◆ Task directions ◆
Write out, as a numbered list with blank lines omitted, the part of the records that opens with the line containing "Give one point for each instance of the lake" and runs through the final line of the records.

## start Given information

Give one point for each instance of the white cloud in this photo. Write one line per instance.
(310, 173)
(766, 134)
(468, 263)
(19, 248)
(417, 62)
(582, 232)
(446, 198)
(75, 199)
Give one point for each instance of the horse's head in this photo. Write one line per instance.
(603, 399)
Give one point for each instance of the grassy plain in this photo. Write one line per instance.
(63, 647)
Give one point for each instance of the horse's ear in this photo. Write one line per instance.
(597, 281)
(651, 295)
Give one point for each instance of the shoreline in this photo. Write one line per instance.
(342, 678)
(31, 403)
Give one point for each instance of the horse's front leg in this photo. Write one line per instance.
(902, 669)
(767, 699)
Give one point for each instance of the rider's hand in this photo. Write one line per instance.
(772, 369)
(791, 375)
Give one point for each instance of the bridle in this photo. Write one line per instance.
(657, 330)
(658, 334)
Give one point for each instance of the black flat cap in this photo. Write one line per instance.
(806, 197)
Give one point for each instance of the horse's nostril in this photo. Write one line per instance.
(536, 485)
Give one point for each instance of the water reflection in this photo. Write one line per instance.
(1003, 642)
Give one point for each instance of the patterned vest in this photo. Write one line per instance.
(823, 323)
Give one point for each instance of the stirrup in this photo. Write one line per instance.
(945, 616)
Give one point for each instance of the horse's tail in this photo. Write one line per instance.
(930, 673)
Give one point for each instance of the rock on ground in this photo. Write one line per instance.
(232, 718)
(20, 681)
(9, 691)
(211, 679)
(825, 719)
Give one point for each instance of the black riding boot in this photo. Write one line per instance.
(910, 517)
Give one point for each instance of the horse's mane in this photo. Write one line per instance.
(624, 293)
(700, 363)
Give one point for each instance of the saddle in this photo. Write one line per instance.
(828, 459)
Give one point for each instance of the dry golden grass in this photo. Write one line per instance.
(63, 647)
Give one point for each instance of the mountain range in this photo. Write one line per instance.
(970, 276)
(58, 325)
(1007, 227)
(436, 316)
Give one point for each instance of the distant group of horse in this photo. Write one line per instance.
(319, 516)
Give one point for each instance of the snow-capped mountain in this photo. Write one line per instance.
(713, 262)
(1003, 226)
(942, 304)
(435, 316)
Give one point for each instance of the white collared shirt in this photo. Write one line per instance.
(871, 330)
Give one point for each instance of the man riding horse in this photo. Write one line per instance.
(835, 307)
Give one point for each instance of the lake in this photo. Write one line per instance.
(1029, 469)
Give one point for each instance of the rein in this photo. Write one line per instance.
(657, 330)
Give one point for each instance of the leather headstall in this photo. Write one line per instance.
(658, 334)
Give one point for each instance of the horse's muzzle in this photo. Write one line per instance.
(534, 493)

## end Given information

◆ Completed exercise ◆
1. Give one point for each instance of the lake in this photo. Write one line per instance.
2. (1029, 469)
3. Give one point for each instance of the rein in this photo. Write one line per instance.
4. (657, 330)
5. Give one point for each instance of the leather headstall in this photo. Write one line per instance.
6. (658, 334)
7. Give one point for each instance of the horse's muzzle in this photo. Write one line per instance.
8. (534, 493)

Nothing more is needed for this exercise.